## [Passage shown]
########################################

The CRT says that for any pairwise relatively prime $A_1$, $A_2$, etc., you can arbitrarily pick residues $a_1$ for $A_1$, $a_2$ for $A_2$, and there will be an $x$ that is $\equiv a_1$ mod $A_1$ and $\equiv a_2$ mod $A_2$, etc. (And it will be determined uniquely mod $A_1A_2...$ etc. but put that aside for a moment.) If you meditate on the fact that this statement works for any choice of $a_1$ mod $A_1$ and any choice of $a_2$ mod $A_2$ etc., you will realize that it is telling you that information about a number's residue mod $A_1$ tells you nothing about its residue mod $A_2$, and vice versa!

In your situation, $N$ and $N-1$ are relatively prime. This means a number's residue mod $N$ and mod $N-1$ are essentially unrelated to each other. (I.e. there exist numbers realizing every possible pair of residues mod $N$ and mod $N-1$.)

Furthermore, and by the same token, if you know something about $x$ mod $q$, this tells you nothing about $x$ mod $N-1$ if $q$ and $N-1$ are relatively prime. On the other hand, if $q$ shares a factor with $N-1$, then you will at least know $x$ mod this common factor. For example, suppose $N=210=2\cdot 3\cdot 5\cdot 7$, so $N-1 = 209 = 11\cdot 19$, suppose $q=190$, and suppose that we know $x = 17$ mod $q$. Well, $q$ and $N-1$ share the common factor $19$. So $x=17$ mod $q$ also tells us $x=17$ mod $19$, and this tells us that $x$ mod $N-1$ will be something that is 17 mod 19, so it could be that $x$ is any of 17, 36, 55, 74, ..., 207 mod $N-1$.

So your $q$'s will give you info about $x$ mod $N-1$ exactly to the extent that they share factors with $N-1$. If your $q$'s are pairwise relatively prime with product $N-1$, then again by the CRT they will let you reconstruct $x$ mod $N-1$ completely.

ADDENDUM: Regarding your "alternatively" edit. If you know $x$'s residue mod $p^k$ for all $k$, for even a single $p$, this in principle is enough to pin down $x$ (not just mod $N-1$ but completely), because every pair of numbers that are different at all will differ mod $p^k$ for sufficiently high $k$ (e.g. high enough so that $p^k$ is higher than both of them).

Depending on your needs this may be hard to use in practice. No finite number of $p^k$'s will be enough information, for the same reasons discussed in this answer, unless you have some additional information such as a bound on the size of $x$.

ADDENDUM II: Regarding your "EDIT" edit. This point hinges on what information you have about $x$. Specifically, do you have a bound on its size? Without a bound on $x$'s size, then even if $q$ is bigger than $x$, finding out $x$ mod $q$ doesn't tell you $x$ because you don't know $q$ is bigger than $x$. To make the point concrete, if I tell you $x$ is 1,343 mod $22,851$, because actually I secretly know $x$ is 1,343, then you don't whether $x$ is $1,343$, $1,343 + 22,851$, $1,343 + 2\cdot 22,851$, etc. unless you also know $x$ is smaller than something.

########################################

## [Written task]
Reproduce the CRT explanation word for word, from "The CRT says" up to and including "and mod $N-1$.)".

## [Extracted data]
########################################

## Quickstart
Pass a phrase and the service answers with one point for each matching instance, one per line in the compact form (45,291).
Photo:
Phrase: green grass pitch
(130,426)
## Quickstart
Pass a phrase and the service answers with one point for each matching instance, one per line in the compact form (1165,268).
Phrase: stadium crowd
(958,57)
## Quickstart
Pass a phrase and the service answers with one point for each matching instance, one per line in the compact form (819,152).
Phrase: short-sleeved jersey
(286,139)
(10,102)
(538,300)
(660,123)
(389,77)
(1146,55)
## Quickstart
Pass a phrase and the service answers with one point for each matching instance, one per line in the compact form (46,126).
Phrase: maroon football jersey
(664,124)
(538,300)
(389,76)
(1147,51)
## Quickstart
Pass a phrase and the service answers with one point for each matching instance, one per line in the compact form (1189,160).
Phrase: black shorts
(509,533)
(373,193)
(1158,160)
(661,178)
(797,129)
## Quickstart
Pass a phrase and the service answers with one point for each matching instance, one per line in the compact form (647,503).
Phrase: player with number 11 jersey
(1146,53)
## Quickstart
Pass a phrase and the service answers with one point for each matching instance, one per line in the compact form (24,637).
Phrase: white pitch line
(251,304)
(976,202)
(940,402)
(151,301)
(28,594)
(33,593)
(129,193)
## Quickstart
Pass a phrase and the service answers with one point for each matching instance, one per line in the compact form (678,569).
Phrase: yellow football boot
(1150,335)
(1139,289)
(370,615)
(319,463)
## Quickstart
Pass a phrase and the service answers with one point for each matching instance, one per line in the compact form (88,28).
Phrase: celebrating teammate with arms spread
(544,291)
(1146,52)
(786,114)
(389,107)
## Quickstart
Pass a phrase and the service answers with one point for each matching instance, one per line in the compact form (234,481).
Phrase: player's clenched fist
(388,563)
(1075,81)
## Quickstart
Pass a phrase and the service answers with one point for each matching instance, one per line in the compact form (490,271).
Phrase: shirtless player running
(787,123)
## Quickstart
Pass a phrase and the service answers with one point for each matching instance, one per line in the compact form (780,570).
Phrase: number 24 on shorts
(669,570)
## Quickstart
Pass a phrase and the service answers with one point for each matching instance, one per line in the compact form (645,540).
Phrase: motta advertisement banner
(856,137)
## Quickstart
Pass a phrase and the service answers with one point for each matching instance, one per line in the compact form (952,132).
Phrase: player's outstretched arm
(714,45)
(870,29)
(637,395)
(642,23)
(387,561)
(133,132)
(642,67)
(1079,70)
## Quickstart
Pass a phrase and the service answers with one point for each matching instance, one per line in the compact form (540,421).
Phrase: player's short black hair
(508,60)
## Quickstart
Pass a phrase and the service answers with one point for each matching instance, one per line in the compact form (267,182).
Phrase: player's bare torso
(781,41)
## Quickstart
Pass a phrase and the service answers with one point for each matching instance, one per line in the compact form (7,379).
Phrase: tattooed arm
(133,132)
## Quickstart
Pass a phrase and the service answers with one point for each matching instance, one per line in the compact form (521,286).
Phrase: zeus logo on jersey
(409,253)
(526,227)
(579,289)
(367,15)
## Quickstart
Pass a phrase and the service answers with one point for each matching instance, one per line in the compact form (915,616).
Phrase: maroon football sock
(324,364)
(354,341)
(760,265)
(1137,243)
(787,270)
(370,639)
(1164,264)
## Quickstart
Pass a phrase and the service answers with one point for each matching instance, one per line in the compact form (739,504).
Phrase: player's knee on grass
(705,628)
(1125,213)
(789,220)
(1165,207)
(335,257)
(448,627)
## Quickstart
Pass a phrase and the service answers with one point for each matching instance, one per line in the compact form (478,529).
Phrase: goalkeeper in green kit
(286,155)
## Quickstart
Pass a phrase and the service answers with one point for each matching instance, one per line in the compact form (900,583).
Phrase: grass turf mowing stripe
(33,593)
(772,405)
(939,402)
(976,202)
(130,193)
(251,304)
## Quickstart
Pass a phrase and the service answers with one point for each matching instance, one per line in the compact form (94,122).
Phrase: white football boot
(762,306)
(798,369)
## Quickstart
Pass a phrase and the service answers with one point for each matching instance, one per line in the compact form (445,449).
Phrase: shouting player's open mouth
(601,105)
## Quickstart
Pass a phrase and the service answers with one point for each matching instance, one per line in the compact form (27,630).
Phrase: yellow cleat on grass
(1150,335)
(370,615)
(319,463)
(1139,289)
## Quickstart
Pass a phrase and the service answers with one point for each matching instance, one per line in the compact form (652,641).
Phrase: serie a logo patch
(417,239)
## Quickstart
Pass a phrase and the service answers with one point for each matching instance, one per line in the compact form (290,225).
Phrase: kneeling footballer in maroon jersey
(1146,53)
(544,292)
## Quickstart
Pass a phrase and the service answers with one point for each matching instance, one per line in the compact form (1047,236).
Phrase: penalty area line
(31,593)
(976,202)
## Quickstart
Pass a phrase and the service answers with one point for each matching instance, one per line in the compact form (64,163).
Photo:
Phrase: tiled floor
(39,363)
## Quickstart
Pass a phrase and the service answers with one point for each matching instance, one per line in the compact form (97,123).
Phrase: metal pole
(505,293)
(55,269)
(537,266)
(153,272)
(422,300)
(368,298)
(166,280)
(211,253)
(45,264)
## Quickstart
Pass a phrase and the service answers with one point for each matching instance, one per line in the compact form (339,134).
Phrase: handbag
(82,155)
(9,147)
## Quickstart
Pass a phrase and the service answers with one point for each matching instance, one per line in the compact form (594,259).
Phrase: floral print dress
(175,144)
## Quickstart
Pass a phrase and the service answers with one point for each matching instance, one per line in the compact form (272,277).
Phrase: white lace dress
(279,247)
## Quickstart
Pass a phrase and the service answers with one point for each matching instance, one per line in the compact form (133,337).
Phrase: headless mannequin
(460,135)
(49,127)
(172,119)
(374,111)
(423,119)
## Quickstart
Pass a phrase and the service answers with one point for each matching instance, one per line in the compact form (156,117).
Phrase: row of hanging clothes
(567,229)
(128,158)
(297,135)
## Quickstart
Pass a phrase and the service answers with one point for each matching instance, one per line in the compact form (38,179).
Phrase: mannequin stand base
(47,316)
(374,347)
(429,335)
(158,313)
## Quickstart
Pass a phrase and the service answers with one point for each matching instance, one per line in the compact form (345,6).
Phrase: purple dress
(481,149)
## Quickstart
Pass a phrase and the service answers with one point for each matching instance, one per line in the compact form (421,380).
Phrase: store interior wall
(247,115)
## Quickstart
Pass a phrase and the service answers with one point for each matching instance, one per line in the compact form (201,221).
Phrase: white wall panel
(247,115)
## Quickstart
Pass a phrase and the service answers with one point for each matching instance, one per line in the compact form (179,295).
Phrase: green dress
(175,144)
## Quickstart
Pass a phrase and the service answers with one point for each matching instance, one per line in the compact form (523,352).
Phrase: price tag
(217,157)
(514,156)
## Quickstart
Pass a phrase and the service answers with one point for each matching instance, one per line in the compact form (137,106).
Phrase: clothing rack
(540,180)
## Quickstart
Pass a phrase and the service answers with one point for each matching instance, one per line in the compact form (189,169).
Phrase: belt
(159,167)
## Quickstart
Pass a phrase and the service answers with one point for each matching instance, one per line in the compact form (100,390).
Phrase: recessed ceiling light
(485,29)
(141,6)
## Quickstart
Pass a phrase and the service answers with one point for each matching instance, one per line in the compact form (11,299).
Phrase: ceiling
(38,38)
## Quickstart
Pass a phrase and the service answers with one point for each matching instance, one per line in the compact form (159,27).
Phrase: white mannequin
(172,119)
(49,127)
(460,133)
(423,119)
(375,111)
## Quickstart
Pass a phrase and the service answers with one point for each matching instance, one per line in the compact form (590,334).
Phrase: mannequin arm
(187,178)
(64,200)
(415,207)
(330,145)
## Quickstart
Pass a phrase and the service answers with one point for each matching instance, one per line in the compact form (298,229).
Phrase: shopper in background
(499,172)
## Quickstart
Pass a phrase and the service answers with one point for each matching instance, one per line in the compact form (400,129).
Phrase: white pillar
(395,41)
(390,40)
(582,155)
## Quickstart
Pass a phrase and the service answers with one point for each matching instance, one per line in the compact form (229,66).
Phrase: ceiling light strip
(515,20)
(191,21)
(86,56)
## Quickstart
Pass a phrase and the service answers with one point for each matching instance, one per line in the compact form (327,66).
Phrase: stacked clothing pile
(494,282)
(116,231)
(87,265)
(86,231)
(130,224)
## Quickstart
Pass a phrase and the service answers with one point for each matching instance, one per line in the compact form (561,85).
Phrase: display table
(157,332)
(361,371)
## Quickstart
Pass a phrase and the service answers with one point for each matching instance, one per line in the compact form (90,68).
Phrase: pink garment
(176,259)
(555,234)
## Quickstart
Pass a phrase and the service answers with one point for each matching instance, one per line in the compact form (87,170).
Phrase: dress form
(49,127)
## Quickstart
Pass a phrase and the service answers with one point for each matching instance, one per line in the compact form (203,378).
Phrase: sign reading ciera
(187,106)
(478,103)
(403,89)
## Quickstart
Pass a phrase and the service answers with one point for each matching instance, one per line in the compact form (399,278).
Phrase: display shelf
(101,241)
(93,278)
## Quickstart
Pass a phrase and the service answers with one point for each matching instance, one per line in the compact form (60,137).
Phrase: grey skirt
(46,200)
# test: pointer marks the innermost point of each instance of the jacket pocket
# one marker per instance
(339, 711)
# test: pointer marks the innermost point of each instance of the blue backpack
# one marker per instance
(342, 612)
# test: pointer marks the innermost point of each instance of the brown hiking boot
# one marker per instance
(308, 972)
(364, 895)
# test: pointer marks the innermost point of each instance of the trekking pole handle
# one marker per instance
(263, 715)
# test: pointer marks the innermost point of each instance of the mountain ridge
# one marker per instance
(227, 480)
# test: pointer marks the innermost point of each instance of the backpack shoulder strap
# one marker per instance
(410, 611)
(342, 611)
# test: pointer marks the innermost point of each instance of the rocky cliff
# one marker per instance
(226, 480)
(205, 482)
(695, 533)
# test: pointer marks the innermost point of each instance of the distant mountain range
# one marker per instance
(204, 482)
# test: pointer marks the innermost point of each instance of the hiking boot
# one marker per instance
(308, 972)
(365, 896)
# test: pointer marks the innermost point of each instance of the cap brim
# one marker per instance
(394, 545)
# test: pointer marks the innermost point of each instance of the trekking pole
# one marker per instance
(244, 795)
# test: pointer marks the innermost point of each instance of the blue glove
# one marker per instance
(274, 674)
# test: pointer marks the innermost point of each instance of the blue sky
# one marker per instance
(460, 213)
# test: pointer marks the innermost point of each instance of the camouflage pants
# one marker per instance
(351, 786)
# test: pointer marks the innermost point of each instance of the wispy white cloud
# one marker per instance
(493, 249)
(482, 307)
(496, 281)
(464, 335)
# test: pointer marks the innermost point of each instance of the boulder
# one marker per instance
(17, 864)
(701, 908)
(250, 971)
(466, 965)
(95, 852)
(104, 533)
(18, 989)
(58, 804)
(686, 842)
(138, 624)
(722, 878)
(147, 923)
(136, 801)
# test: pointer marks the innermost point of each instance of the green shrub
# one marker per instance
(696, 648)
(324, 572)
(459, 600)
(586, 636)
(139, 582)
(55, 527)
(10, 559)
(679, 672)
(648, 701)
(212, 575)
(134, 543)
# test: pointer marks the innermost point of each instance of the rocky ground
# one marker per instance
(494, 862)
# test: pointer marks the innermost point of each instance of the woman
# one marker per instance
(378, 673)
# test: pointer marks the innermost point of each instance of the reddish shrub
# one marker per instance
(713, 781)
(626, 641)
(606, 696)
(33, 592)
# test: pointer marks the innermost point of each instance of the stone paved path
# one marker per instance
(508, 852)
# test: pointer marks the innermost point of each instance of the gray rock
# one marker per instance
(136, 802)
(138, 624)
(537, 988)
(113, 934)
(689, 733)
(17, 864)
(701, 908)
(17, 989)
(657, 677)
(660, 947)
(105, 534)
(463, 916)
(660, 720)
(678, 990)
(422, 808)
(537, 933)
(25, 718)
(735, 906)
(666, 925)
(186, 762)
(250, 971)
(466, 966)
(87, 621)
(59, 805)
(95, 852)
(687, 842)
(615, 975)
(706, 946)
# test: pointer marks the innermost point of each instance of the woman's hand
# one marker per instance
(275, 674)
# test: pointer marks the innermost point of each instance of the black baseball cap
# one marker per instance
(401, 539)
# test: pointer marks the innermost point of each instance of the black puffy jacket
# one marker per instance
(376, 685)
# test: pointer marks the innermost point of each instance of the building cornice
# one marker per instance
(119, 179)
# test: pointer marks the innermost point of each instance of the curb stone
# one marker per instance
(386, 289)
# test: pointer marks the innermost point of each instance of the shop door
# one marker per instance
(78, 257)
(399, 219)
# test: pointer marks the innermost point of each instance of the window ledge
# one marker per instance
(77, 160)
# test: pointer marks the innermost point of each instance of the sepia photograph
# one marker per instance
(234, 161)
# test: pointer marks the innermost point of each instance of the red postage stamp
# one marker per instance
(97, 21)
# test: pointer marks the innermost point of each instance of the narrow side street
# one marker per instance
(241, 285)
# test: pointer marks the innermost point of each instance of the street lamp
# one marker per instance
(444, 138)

########################################

## [Full solution]
The CRT says that for any pairwise relatively prime $A_1$, $A_2$, etc., you can arbitrarily pick residues $a_1$ for $A_1$, $a_2$ for $A_2$, and there will be an $x$ that is $\equiv a_1$ mod $A_1$ and $\equiv a_2$ mod $A_2$, etc. (And it will be determined uniquely mod $A_1A_2...$ etc. but put that aside for a moment.) If you meditate on the fact that this statement works for any choice of $a_1$ mod $A_1$ and any choice of $a_2$ mod $A_2$ etc., you will realize that it is telling you that information about a number's residue mod $A_1$ tells you nothing about its residue mod $A_2$, and vice versa!

In your situation, $N$ and $N-1$ are relatively prime. This means a number's residue mod $N$ and mod $N-1$ are essentially unrelated to each other. (I.e. there exist numbers realizing every possible pair of residues mod $N$ and mod $N-1$.)